Stated exercise - Give the data again, word for word.

=====

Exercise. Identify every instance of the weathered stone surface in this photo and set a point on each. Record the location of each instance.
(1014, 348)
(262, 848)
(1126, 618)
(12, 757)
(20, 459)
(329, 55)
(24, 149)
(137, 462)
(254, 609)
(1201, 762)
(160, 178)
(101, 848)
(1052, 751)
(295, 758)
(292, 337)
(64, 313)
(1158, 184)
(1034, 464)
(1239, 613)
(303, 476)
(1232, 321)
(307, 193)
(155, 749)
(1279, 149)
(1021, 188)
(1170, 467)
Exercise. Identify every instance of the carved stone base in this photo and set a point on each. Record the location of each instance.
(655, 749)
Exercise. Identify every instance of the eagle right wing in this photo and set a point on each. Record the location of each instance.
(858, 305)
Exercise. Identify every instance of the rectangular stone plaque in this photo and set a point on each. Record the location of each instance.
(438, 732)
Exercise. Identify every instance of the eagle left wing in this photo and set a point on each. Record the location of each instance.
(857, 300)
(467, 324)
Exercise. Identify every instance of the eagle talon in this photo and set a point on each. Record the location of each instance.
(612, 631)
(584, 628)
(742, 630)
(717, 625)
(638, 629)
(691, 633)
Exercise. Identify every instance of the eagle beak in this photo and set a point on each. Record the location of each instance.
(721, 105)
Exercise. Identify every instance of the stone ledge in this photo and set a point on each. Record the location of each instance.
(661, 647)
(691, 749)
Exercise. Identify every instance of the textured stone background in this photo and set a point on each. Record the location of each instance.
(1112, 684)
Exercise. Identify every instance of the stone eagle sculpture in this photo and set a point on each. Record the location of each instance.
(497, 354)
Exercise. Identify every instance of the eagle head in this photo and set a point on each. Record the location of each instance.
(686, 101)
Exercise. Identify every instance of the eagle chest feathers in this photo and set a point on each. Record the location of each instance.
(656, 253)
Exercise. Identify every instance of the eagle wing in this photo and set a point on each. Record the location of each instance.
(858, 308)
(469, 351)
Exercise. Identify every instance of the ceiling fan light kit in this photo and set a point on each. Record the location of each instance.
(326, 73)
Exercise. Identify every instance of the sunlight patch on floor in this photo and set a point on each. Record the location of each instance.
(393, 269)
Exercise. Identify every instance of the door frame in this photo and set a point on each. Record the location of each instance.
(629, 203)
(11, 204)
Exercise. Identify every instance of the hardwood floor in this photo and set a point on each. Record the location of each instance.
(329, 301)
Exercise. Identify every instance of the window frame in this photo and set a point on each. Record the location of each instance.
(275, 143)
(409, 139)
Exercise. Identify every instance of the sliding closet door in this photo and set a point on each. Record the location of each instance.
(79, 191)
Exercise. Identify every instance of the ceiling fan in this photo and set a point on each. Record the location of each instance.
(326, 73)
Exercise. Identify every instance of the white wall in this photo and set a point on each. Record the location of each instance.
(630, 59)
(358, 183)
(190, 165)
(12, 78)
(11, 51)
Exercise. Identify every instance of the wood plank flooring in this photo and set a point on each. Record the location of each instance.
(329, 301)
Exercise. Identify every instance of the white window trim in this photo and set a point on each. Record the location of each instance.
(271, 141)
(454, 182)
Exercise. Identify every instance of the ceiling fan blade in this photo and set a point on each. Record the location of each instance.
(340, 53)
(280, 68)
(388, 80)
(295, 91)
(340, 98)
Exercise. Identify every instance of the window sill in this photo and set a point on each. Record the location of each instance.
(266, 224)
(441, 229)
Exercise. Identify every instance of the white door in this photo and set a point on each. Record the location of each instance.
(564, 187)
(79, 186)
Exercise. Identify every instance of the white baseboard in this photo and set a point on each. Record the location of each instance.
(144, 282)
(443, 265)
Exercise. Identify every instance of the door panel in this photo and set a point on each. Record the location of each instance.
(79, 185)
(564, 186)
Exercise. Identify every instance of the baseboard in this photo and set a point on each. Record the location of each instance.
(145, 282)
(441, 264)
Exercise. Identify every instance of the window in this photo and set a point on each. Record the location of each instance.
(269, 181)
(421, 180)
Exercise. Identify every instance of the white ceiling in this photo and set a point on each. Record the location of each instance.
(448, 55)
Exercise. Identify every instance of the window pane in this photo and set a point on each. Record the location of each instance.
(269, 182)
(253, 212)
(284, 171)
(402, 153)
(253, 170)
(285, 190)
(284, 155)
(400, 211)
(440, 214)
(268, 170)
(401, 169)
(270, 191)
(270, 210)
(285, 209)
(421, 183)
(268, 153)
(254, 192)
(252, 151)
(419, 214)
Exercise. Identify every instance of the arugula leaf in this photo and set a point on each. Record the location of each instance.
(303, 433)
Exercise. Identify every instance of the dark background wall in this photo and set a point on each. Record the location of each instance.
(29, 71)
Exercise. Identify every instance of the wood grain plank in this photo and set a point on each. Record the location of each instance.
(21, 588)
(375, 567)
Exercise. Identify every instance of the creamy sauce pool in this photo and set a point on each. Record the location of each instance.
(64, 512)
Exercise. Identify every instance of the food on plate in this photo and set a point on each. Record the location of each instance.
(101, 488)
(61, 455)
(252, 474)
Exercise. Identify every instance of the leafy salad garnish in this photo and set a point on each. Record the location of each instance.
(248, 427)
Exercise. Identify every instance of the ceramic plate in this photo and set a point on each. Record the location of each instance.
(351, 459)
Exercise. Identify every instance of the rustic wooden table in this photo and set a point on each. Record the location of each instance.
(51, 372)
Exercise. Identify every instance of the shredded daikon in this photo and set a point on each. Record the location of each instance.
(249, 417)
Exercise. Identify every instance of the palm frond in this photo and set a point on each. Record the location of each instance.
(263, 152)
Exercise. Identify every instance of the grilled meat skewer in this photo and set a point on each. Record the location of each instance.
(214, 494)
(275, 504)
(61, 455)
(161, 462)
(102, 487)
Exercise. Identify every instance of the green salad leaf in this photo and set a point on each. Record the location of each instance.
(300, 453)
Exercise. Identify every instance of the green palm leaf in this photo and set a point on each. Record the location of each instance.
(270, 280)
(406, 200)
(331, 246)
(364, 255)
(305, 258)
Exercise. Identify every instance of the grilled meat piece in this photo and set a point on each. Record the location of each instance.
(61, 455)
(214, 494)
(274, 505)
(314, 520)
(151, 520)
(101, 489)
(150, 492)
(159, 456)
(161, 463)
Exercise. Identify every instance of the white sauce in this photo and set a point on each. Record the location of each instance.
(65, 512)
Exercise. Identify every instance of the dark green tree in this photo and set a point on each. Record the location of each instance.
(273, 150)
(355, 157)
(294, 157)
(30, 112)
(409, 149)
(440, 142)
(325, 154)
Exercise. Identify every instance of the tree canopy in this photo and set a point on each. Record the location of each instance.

=====

Answer to the problem -
Exercise. Identify every instance of the weathered stone surface in this photo and set a point on each. Record the location of each instance.
(1014, 348)
(262, 848)
(1126, 618)
(12, 757)
(20, 459)
(329, 55)
(24, 149)
(137, 462)
(254, 609)
(1201, 762)
(160, 178)
(101, 848)
(1052, 751)
(295, 758)
(292, 337)
(64, 313)
(1158, 184)
(1034, 464)
(1239, 613)
(303, 476)
(1232, 321)
(307, 193)
(155, 749)
(1279, 149)
(1021, 188)
(1170, 467)
Exercise. Identify every instance of the carved stone base in this photo and set a point on each. Record the location of each instance.
(655, 749)
Exercise. Identify every instance of the eagle right wing in this photo and set a point on each. Record the location of each instance.
(858, 305)
Exercise. Identify every instance of the rectangular stone plaque in this photo and set a point on each. Record the location of each instance.
(438, 732)
Exercise. Identify every instance of the eagle left wing in this photo and set a point on each. Record the location of each instance.
(857, 300)
(467, 324)
Exercise. Identify every instance of the eagle talon in this photo and set a point on each. Record the location of each instance.
(612, 631)
(584, 628)
(742, 630)
(717, 625)
(638, 629)
(691, 633)
Exercise. Identify every instance of the eagle beak in this photo and set a point on each. Record the location of each instance.
(721, 105)
Exercise. Identify every instance of the stone ledge in this photo and set a point on each. Record the location of each instance.
(661, 647)
(691, 749)
Exercise. Identify every instance of the textured stone background in this photo and set a point on each. Record the location of each instance.
(1112, 684)
Exercise. Identify every instance of the stone eagle sculpture in this photo and set a point on each. Record the location of each instance.
(497, 354)
Exercise. Identify every instance of the eagle head in this photo and set a point on each. Record the location of each instance.
(686, 101)
Exercise. Identify every instance of the eagle chest feathers in this photo and set a point on each. Record the location of each instance.
(656, 253)
Exercise. Identify every instance of the eagle wing in this photo and set a point on each. Record the location of each instance.
(858, 308)
(469, 351)
Exercise. Identify every instance of the ceiling fan light kit in this photo and set a point on each. Record the location of each instance.
(326, 73)
Exercise. Identify every instance of the sunlight patch on floor in this photo and set a point on each. Record the location of each instance.
(393, 269)
Exercise. Identify every instance of the door frame in this photo and set a point on each. Record the location of each instance.
(629, 203)
(11, 204)
Exercise. Identify every instance of the hardwood floor in this photo and set a point on each. Record the location of each instance.
(329, 301)
Exercise. Identify every instance of the window frame in this photo and set a point on each. Record the location of each instance.
(275, 143)
(409, 139)
Exercise. Identify every instance of the sliding closet door in this photo and set a point on each. Record the location of each instance.
(79, 191)
Exercise. Identify every instance of the ceiling fan in this photo and set a point on each. Record the location of each instance.
(326, 73)
Exercise. Identify every instance of the white wall in this photo and set a point on each. Record the location of each instance.
(630, 59)
(358, 183)
(190, 165)
(12, 78)
(11, 51)
Exercise. Identify every instance of the wood plank flooring in this photo and set a point on each. Record the location of each instance.
(329, 301)
Exercise. Identify every instance of the white window trim in this photo and set a point on each. Record the location of each instance.
(271, 141)
(454, 182)
Exercise. Identify every instance of the ceiling fan blade in this photo and set a point on each. Record the location of each instance.
(340, 53)
(280, 68)
(388, 80)
(295, 91)
(340, 98)
Exercise. Identify every instance of the window sill in this photo and set a point on each. Record the location of each instance.
(266, 224)
(441, 229)
Exercise. Identify every instance of the white door in this photo and set a point on each. Record the location of each instance.
(564, 187)
(79, 186)
Exercise. Identify every instance of the white baseboard in this photo and set a point on each. Record the location of each instance.
(144, 282)
(443, 265)
Exercise. Identify every instance of the door panel in this photo and set a point on each. Record the location of each instance.
(79, 185)
(564, 186)
Exercise. Identify every instance of the baseboard in this photo and set a point on each. Record the location of each instance.
(145, 282)
(441, 264)
Exercise. Identify every instance of the window in this photo and set a point on each. Record the location of each instance.
(269, 181)
(421, 180)
Exercise. Identify every instance of the white ceiling in this photo and set a point on each. Record the location of each instance.
(448, 55)
Exercise. Identify every instance of the window pane in this photo and set a point on each. Record the location of each instance.
(269, 182)
(253, 212)
(284, 171)
(402, 153)
(253, 170)
(285, 190)
(284, 155)
(400, 211)
(440, 214)
(268, 170)
(401, 169)
(270, 191)
(270, 210)
(285, 209)
(421, 183)
(268, 153)
(254, 192)
(252, 151)
(419, 214)
Exercise. Identify every instance of the arugula leaf in this photo and set a point on each. Record the location of each instance.
(303, 433)
Exercise. Identify every instance of the dark background wall in this photo and set a point on each. Record the location of each instance.
(29, 71)
Exercise. Identify every instance of the wood grain plank in this photo and set a point on each. Record the location of each instance.
(21, 588)
(375, 567)
Exercise. Identify every instance of the creamy sauce pool in this photo and set a point on each. Record the location of each instance.
(64, 512)
Exercise. Identify every instance of the food on plate in this photo and set a point on each. Record the location of each instance.
(101, 488)
(61, 455)
(252, 474)
Exercise. Identify every instance of the leafy salad garnish in this photo and set a point on each. Record the location of each instance.
(248, 427)
Exercise. Identify every instance of the ceramic plate in this photo and set a point on each. Record the location of each instance.
(351, 459)
Exercise. Identify every instance of the rustic wooden table in this photo and set a point on each. Record the location of each instance.
(51, 372)
Exercise. Identify every instance of the shredded daikon in this photo and set a point on each. Record the location of each instance.
(249, 417)
Exercise. Identify every instance of the palm frond in this photo and set a point on each. Record the location of each instance.
(263, 152)
Exercise. Identify every instance of the grilled meat skewer in this photo and set a point on each. Record the location of each instance.
(214, 494)
(275, 504)
(61, 455)
(161, 462)
(102, 487)
Exercise. Identify every instance of the green salad leaf in this photo and set a point on each. Record the location of each instance.
(300, 453)
Exercise. Identify every instance of the green palm leaf in this photo and set a point on each. Record the location of each instance.
(270, 280)
(406, 200)
(331, 246)
(364, 255)
(305, 258)
Exercise. Identify every instance of the grilled meat piece in this photo and set a point on each. Record the location of each instance.
(61, 455)
(214, 494)
(274, 505)
(314, 520)
(151, 520)
(101, 489)
(150, 492)
(159, 456)
(161, 463)
Exercise. Identify every instance of the white sauce in this photo and set a point on each. Record the location of each instance.
(65, 512)
Exercise. Identify every instance of the dark green tree in this photo and set a point on each. Record the location of each instance.
(273, 150)
(355, 157)
(294, 157)
(30, 112)
(409, 149)
(440, 142)
(325, 154)
Exercise. Identify every instance of the tree canopy in this photo and set a point on each. Record the location of each instance.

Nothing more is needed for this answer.